═════ Raw records

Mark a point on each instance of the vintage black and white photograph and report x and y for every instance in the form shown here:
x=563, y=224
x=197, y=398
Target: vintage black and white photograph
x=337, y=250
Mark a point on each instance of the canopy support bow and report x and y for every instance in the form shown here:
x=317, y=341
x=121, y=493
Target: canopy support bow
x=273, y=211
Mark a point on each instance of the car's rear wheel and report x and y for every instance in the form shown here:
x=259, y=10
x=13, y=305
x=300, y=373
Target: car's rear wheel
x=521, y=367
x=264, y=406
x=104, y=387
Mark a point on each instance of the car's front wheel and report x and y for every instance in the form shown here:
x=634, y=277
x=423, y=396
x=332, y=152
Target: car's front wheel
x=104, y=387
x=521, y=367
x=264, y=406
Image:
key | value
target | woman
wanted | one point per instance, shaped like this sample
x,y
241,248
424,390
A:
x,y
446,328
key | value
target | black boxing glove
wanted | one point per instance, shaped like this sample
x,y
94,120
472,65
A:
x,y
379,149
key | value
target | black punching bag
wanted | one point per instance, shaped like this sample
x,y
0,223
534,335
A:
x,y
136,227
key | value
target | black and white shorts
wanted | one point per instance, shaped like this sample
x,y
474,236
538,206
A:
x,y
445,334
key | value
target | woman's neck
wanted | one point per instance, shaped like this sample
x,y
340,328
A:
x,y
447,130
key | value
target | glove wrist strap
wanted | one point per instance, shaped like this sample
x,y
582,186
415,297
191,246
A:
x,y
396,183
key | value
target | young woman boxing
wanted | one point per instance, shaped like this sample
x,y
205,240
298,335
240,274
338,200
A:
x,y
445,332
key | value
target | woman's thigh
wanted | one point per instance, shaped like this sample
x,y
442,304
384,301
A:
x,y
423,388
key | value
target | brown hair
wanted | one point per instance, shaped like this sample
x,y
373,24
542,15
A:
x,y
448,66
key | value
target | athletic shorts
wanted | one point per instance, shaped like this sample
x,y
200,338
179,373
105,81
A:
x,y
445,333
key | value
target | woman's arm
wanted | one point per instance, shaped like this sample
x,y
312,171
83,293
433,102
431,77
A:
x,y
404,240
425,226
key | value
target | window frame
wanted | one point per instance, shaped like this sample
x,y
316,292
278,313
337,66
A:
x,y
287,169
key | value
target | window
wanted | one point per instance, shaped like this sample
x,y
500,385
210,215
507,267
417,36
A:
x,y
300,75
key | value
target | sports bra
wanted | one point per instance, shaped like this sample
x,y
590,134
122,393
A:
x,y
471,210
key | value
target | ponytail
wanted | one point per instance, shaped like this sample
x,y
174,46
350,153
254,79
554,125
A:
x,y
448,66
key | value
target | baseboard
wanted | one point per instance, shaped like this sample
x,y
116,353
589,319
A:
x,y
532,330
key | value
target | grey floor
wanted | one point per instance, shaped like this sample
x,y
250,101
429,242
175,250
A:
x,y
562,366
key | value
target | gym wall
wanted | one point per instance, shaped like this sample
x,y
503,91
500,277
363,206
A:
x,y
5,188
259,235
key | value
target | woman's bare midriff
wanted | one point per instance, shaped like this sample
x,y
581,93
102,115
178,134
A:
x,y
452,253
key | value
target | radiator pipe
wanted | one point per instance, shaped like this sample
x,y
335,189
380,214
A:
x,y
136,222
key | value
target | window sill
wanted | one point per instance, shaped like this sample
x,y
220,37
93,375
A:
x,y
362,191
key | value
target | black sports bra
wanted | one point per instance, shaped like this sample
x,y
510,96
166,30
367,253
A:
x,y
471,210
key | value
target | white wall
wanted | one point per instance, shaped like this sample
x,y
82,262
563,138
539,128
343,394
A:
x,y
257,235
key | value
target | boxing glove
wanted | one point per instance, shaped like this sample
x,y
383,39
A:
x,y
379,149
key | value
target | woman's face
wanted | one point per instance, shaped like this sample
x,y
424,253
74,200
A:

══════════

(Aim): Edit all of the rows above so that "wanted" becomes "requested" wherever it occurs. Leave everything else the same.

(Answer):
Mark a point on each instance of the vintage black and white photograph and report x and y for every instance in the form shown here:
x=563, y=224
x=197, y=398
Target: vintage black and white photograph
x=337, y=250
Mark a point on each instance of the canopy support bow and report x and y for every instance in the form shown here:
x=317, y=341
x=121, y=493
Target: canopy support bow
x=273, y=211
Mark a point on each instance of the car's rear wheel and report x and y for every instance in the form shown here:
x=259, y=10
x=13, y=305
x=300, y=373
Target: car's rear wheel
x=521, y=367
x=264, y=406
x=104, y=387
Mark a point on each instance of the car's front wheel and report x and y for every instance in the form shown here:
x=634, y=277
x=423, y=396
x=332, y=152
Target: car's front wheel
x=104, y=387
x=521, y=367
x=264, y=406
Image:
key | value
target | woman
requested | one point per instance, shaped like this sample
x,y
241,248
424,390
A:
x,y
446,328
key | value
target | black boxing glove
requested | one point per instance, shaped like this sample
x,y
94,120
472,65
A:
x,y
379,149
key | value
target | black punching bag
requested | one point per instance, shaped like this sample
x,y
0,223
534,335
A:
x,y
136,227
key | value
target | black and white shorts
requested | one point per instance, shaped like this sample
x,y
474,236
538,206
A:
x,y
445,334
key | value
target | woman's neck
requested | one point per instance, shaped like this sample
x,y
340,328
A:
x,y
447,130
key | value
target | glove wrist strap
requested | one point per instance, shaped like this sample
x,y
582,186
415,297
191,246
A:
x,y
396,183
key | value
target | young woman boxing
requested | one point per instance, shaped like this sample
x,y
205,240
298,335
240,274
338,200
A:
x,y
445,332
key | value
target | woman's thigh
requested | one point per instance, shaped like this sample
x,y
442,304
384,301
A:
x,y
423,388
key | value
target | brown hair
requested | one point per instance, shaped like this sample
x,y
373,24
542,15
A:
x,y
448,66
key | value
target | athletic shorts
requested | one point per instance, shaped like this sample
x,y
200,338
179,373
105,81
A:
x,y
445,333
key | value
target | woman's arm
requested | one point per instance, shaped like this sample
x,y
312,171
83,293
433,102
431,77
A:
x,y
404,240
425,226
key | value
target | window frame
requested | one point per instance, shaped like this sample
x,y
316,292
278,313
337,66
A:
x,y
287,169
key | value
target | window
requested | one point per instance, shaped like this sample
x,y
500,385
210,215
507,267
417,36
A:
x,y
300,75
key | value
target | sports bra
requested | one point per instance, shaped like this sample
x,y
590,134
122,393
A:
x,y
471,210
key | value
target | ponytail
requested | one point per instance, shaped like this sample
x,y
174,46
350,153
254,79
554,125
A:
x,y
448,66
key | value
target | baseboard
requested | one point per instance, shaped like this sample
x,y
116,353
589,319
A:
x,y
532,330
key | value
target | grey floor
requested | one point per instance, shaped like this sample
x,y
250,101
429,242
175,250
A:
x,y
562,366
key | value
target | gym wall
requested | one point per instance, shaped like this sample
x,y
503,91
500,277
363,206
A:
x,y
5,188
259,235
key | value
target | woman's bare midriff
requested | one point per instance, shaped like this sample
x,y
581,93
102,115
178,134
A:
x,y
452,253
key | value
target | radiator pipe
requested | one point per instance, shaped like this sample
x,y
335,189
380,214
A:
x,y
136,222
key | value
target | window sill
requested | one point per instance, shaped like this sample
x,y
220,37
93,375
A:
x,y
362,191
key | value
target | black sports bra
requested | one point per instance, shaped like this sample
x,y
510,96
166,30
367,253
A:
x,y
471,210
key | value
target | white wall
requested | one point per instance, shaped like this sample
x,y
82,262
563,138
539,128
343,394
A:
x,y
257,235
key | value
target | boxing glove
requested | one point per instance, shaped like this sample
x,y
383,39
A:
x,y
379,149
key | value
target | woman's face
requested | one point per instance, shaped like this sample
x,y
424,253
74,200
A:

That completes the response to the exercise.